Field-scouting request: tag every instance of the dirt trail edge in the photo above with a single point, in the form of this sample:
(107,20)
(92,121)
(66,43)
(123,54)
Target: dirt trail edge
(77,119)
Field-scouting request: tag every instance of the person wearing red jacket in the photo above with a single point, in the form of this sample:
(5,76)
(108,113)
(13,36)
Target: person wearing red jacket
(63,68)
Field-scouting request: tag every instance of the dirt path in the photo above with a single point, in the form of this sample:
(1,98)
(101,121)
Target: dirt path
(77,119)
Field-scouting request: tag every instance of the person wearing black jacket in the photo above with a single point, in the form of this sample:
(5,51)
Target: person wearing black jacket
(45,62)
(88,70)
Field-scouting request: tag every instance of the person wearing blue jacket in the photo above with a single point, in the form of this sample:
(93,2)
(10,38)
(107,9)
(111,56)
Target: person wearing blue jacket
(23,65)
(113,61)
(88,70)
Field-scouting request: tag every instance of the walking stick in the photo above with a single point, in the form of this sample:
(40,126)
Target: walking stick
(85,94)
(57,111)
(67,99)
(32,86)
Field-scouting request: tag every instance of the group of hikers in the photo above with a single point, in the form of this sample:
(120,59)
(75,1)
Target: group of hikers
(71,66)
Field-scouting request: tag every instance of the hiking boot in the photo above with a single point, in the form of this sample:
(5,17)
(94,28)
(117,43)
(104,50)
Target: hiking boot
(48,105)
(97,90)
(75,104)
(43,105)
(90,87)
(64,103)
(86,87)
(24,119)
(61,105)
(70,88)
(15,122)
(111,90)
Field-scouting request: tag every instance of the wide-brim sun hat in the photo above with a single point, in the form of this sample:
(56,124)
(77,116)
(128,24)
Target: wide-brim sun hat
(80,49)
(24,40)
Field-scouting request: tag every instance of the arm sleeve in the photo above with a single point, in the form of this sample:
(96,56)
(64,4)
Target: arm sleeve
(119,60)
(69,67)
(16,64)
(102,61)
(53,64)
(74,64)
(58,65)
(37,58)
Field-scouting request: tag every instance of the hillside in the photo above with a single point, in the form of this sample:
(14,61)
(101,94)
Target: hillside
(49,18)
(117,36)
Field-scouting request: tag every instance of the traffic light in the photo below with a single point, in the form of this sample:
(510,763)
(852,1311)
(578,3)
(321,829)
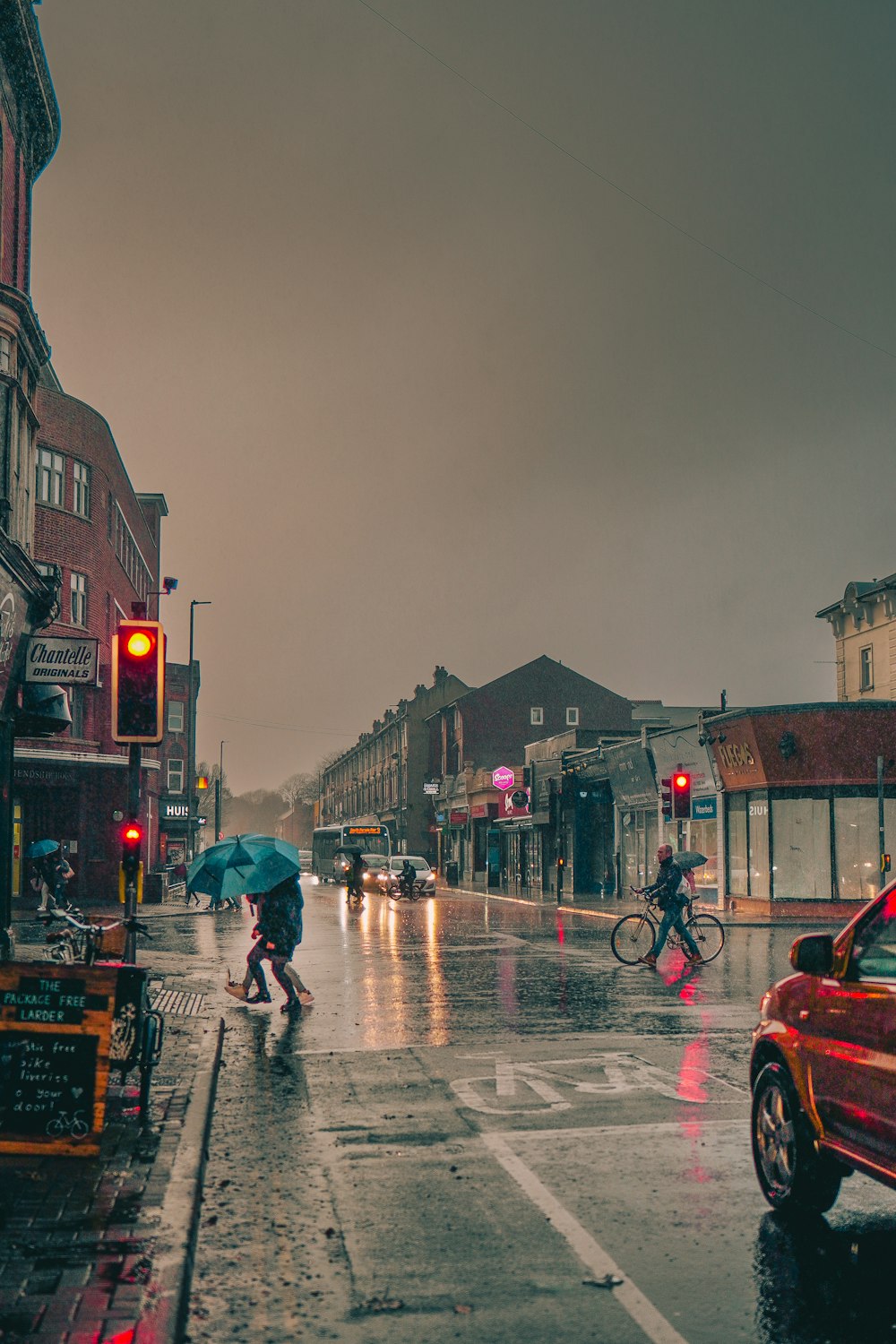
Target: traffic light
(131,873)
(681,796)
(137,682)
(131,841)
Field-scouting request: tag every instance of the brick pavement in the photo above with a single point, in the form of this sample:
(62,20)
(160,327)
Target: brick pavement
(99,1250)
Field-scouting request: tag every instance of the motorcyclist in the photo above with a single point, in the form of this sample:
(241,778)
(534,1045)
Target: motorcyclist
(406,878)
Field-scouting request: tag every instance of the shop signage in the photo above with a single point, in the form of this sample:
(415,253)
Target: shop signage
(56,1024)
(61,660)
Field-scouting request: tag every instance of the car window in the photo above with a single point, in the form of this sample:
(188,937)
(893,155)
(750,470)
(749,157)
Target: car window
(874,943)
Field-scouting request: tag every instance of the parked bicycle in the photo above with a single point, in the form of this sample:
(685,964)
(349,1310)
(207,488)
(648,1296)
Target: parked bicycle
(136,1029)
(634,935)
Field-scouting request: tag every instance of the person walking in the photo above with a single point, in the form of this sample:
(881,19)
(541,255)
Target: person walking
(280,930)
(672,900)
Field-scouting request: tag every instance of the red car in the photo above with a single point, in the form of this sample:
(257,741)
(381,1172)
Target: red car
(823,1064)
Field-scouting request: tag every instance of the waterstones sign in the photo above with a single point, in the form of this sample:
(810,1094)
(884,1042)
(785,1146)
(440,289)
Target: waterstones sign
(61,660)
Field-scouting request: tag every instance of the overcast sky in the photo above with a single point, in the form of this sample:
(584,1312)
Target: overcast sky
(465,331)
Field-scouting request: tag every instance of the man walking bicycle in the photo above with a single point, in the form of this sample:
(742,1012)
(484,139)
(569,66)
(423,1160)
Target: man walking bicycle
(667,895)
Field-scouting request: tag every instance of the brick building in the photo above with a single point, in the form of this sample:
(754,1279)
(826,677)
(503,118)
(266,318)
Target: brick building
(29,137)
(489,728)
(101,539)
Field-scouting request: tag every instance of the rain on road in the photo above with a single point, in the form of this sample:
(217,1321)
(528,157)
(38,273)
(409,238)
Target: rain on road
(484,1116)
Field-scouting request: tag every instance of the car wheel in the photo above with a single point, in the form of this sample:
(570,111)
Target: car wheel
(791,1172)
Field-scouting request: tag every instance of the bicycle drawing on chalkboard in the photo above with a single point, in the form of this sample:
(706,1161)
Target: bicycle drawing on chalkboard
(62,1124)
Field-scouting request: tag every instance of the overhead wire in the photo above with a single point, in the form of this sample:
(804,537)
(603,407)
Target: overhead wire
(614,185)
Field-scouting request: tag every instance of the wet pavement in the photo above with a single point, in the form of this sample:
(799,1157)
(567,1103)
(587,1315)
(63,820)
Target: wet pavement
(487,1129)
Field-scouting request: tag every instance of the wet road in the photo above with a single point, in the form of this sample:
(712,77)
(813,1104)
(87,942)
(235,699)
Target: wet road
(481,1117)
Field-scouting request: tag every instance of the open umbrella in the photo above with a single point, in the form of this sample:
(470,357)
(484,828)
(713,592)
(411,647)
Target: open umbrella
(244,865)
(40,849)
(688,859)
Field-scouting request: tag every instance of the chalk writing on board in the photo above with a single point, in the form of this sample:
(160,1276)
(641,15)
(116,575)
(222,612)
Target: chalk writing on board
(47,1083)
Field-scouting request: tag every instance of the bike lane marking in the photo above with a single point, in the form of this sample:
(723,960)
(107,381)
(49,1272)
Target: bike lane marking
(591,1254)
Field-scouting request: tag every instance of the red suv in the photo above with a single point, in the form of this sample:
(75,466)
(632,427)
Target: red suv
(823,1064)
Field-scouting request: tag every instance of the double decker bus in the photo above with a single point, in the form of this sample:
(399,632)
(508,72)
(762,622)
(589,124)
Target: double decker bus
(370,838)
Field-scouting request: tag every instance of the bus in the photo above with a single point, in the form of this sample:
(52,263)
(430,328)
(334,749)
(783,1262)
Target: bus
(325,840)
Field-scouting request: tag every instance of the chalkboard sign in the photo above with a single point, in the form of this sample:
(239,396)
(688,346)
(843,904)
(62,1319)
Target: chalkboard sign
(54,1055)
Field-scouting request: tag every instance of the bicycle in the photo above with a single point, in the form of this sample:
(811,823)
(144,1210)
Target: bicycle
(634,935)
(136,1029)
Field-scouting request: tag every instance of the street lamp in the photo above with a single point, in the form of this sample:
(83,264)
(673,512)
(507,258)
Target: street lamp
(191,733)
(220,793)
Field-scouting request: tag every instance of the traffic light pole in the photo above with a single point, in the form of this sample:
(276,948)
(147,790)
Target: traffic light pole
(134,814)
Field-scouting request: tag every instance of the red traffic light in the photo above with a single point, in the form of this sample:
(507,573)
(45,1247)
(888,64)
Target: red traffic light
(140,644)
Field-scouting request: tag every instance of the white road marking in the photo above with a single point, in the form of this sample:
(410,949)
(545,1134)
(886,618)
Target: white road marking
(592,1255)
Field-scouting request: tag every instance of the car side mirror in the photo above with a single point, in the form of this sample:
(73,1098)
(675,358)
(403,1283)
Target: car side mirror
(813,954)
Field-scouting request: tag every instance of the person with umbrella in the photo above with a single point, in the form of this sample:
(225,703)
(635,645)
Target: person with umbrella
(280,929)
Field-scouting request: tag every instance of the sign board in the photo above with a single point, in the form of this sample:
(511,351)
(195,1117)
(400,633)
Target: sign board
(56,1024)
(61,660)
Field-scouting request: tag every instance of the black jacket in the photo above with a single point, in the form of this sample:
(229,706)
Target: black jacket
(665,889)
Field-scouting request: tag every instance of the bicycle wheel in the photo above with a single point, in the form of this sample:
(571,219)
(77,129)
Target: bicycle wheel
(708,935)
(633,938)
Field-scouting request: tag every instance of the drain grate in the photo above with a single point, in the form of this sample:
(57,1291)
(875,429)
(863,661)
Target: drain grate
(177,1003)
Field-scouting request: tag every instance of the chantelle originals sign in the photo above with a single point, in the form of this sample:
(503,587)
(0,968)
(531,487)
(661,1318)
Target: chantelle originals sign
(61,660)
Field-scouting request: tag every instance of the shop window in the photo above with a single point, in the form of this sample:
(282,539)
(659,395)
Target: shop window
(856,844)
(758,844)
(737,844)
(801,839)
(78,599)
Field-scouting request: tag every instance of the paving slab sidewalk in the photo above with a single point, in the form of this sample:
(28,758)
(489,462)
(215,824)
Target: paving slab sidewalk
(99,1250)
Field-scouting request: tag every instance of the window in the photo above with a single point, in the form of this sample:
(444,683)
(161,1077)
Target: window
(77,707)
(50,478)
(801,840)
(81,500)
(78,599)
(874,954)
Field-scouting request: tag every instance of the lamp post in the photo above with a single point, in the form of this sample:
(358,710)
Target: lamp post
(191,733)
(220,793)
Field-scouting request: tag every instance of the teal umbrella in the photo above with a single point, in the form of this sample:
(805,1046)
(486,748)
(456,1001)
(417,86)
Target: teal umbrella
(246,865)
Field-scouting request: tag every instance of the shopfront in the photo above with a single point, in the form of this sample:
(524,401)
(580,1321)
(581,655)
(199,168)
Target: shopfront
(635,804)
(802,806)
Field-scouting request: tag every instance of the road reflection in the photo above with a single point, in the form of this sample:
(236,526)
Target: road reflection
(815,1284)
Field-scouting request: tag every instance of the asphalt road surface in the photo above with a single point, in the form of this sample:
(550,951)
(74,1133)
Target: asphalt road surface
(487,1129)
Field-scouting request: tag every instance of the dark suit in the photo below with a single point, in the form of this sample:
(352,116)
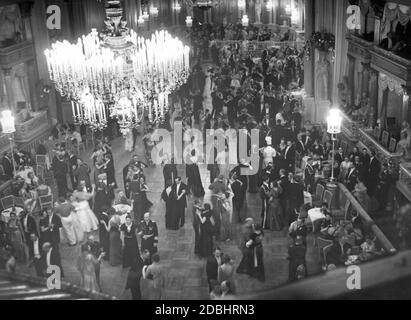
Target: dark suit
(55,260)
(300,147)
(289,156)
(7,166)
(51,235)
(295,199)
(296,256)
(238,200)
(29,228)
(374,169)
(211,270)
(265,197)
(351,179)
(180,205)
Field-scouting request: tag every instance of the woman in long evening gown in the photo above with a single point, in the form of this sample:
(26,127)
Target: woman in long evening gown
(274,215)
(156,282)
(194,183)
(196,225)
(171,216)
(87,218)
(226,272)
(110,170)
(130,248)
(256,245)
(206,232)
(141,203)
(86,265)
(16,237)
(115,252)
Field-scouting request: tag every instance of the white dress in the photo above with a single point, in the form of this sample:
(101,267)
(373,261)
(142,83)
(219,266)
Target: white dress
(128,141)
(86,217)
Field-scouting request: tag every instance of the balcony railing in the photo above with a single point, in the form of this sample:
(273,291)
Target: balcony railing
(367,140)
(404,181)
(349,128)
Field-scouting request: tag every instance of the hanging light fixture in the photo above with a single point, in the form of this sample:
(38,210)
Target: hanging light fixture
(154,11)
(177,6)
(189,21)
(245,21)
(132,75)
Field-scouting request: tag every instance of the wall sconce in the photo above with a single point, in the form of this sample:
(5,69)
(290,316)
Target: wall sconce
(189,21)
(245,21)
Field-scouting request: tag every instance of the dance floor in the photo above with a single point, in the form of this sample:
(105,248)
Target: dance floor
(185,273)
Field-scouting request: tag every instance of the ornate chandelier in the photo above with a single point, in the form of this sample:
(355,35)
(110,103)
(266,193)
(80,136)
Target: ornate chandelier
(118,74)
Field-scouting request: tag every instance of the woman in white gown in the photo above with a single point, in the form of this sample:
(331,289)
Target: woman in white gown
(85,215)
(128,141)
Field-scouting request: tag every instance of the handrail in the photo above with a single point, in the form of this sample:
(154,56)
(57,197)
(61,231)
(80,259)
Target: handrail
(385,243)
(333,284)
(65,286)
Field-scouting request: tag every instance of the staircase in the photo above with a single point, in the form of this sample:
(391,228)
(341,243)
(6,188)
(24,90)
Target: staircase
(23,287)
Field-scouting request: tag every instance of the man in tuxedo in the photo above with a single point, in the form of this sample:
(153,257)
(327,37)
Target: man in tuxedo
(50,228)
(265,197)
(309,174)
(7,164)
(82,173)
(35,254)
(365,159)
(72,160)
(212,265)
(179,190)
(289,156)
(96,250)
(374,169)
(238,198)
(300,146)
(50,257)
(29,226)
(284,184)
(295,197)
(351,177)
(306,139)
(339,155)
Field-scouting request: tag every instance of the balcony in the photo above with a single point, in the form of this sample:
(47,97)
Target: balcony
(391,64)
(349,128)
(404,181)
(366,140)
(359,48)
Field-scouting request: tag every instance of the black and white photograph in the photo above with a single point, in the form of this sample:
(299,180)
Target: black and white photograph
(205,150)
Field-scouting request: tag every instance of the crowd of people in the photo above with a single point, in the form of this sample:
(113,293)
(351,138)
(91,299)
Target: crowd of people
(246,93)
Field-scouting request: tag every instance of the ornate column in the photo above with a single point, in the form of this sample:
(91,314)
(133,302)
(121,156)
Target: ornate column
(381,109)
(32,82)
(373,94)
(351,75)
(365,78)
(9,88)
(308,64)
(25,11)
(406,104)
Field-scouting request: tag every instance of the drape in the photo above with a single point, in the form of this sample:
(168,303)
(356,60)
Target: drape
(385,82)
(341,46)
(87,14)
(395,12)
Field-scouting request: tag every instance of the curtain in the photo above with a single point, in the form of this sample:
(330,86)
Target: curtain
(341,46)
(395,12)
(92,15)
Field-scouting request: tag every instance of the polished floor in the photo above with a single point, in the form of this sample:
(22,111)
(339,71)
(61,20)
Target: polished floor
(185,273)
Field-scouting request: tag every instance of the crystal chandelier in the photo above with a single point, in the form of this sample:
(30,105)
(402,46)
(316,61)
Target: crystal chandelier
(118,73)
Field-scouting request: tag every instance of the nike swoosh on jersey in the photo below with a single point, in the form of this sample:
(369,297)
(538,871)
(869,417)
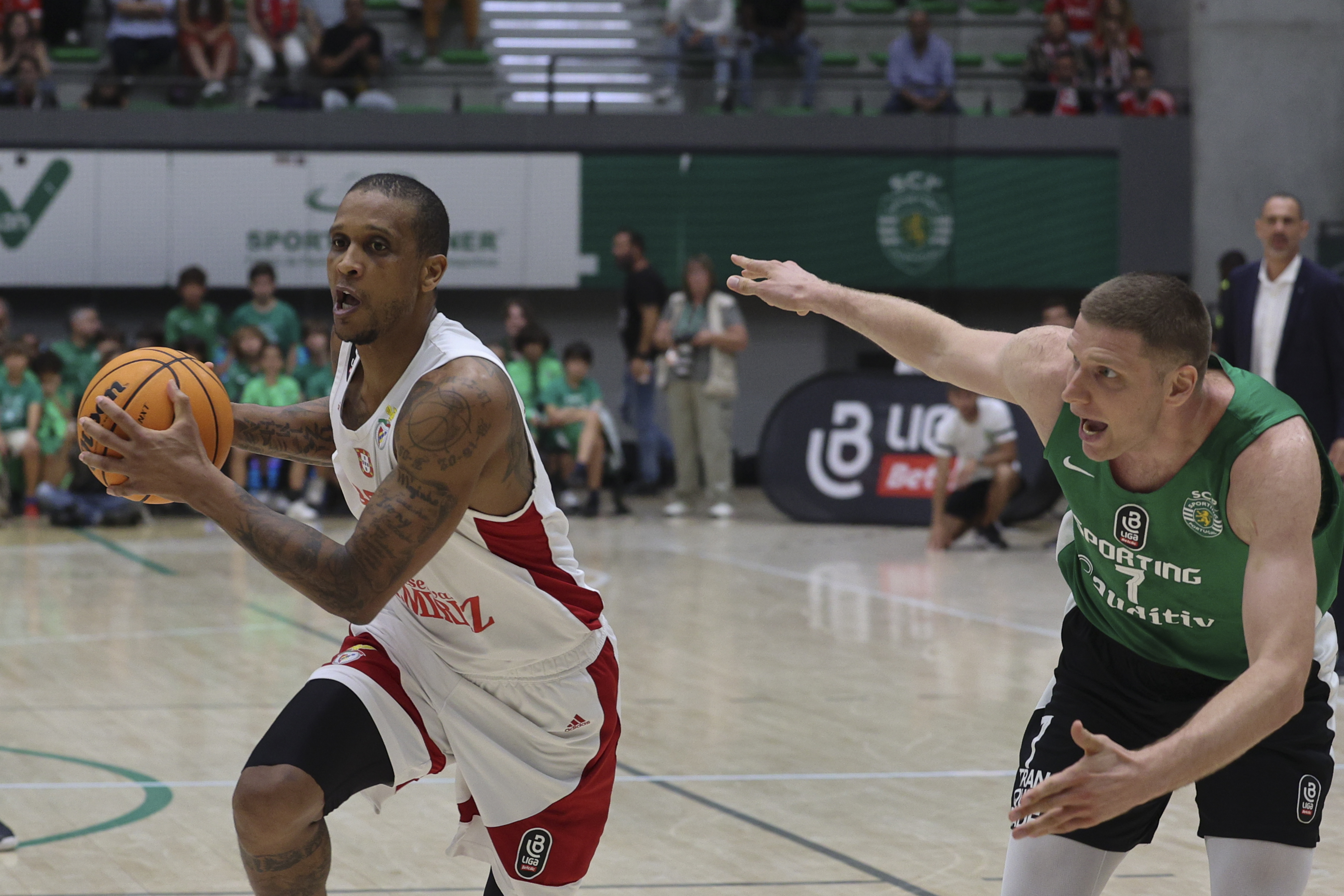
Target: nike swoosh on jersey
(1077,469)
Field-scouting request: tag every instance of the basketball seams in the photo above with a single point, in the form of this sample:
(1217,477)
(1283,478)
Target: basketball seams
(154,356)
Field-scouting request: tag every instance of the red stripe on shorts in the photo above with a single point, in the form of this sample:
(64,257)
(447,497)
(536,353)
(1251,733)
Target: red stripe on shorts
(576,821)
(525,543)
(386,675)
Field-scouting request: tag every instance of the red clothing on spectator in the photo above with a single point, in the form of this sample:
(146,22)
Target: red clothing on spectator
(279,17)
(31,7)
(1081,14)
(1158,105)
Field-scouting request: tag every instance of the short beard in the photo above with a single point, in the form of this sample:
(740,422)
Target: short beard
(365,337)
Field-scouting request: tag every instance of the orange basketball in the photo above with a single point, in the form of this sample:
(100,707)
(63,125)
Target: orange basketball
(139,383)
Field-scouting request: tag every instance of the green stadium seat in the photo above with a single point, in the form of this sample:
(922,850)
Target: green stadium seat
(871,7)
(76,54)
(465,57)
(936,7)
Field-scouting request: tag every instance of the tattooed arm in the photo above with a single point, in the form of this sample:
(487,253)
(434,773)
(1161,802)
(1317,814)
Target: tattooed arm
(296,433)
(460,441)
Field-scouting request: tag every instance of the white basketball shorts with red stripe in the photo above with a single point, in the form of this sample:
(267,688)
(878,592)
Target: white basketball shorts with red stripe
(535,758)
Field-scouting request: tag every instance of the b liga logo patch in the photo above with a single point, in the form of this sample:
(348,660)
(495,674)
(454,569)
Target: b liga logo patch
(533,852)
(1132,527)
(1308,799)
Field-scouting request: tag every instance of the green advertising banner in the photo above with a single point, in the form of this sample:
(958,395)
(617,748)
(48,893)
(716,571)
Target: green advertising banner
(878,222)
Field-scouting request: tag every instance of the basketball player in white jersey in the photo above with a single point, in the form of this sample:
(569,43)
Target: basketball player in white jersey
(474,637)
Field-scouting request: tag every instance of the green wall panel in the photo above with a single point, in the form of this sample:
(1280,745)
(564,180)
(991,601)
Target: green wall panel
(883,222)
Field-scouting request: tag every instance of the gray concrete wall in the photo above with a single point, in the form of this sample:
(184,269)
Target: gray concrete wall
(1268,115)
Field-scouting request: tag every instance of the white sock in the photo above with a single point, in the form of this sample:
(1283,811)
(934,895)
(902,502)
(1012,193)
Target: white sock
(1055,866)
(1257,867)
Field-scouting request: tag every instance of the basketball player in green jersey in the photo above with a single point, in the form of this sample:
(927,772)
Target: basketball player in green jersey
(1202,549)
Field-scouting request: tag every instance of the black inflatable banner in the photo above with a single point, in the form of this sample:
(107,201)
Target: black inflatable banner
(858,448)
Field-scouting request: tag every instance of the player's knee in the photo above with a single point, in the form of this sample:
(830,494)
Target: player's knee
(272,800)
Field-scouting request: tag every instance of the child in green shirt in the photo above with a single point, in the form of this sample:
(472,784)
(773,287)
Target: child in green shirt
(572,412)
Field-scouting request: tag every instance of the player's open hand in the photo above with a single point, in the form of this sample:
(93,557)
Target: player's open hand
(1107,782)
(780,284)
(166,462)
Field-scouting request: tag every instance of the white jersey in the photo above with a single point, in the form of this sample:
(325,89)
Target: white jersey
(958,437)
(505,595)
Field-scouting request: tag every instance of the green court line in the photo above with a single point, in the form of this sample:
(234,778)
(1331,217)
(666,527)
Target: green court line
(301,626)
(156,797)
(116,547)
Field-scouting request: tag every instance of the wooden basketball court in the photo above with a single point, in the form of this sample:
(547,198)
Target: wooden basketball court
(807,710)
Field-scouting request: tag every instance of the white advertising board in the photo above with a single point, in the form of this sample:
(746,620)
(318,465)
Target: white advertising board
(137,218)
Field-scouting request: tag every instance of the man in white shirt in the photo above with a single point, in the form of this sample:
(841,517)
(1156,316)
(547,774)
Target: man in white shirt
(983,436)
(699,24)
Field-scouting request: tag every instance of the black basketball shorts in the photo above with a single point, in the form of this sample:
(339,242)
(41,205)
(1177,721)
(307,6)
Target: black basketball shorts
(1274,792)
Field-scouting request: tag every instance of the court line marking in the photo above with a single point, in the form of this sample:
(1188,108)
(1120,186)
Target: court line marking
(116,547)
(136,636)
(156,797)
(620,780)
(787,835)
(873,593)
(476,890)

────────────────────────────────────────

» WRITTEN REQUEST:
Look above for the line containing "Field-scouting request: tag every instance of the man in white"; copy from it through the last line, exactly, and nothing more.

» ANSWER FOR THIS EXERCISE:
Field-scouting request: tag every instance of the man in white shirt in the photo above with a single point, in the form of this sample:
(841,517)
(1156,316)
(547,774)
Target: man in white shirt
(983,436)
(699,24)
Field-scouting request: tag every instance of the black basketball shorts in the photo above with a single point, in the form of this sample:
(339,242)
(41,205)
(1177,721)
(307,6)
Target: black basketball shorts
(1274,792)
Field-scouting request: tag every instance of the court line marking in the photo above with a single point, in the form of this sample:
(1188,108)
(1120,186)
Target: court line marking
(116,547)
(136,636)
(156,797)
(620,780)
(787,835)
(873,593)
(476,890)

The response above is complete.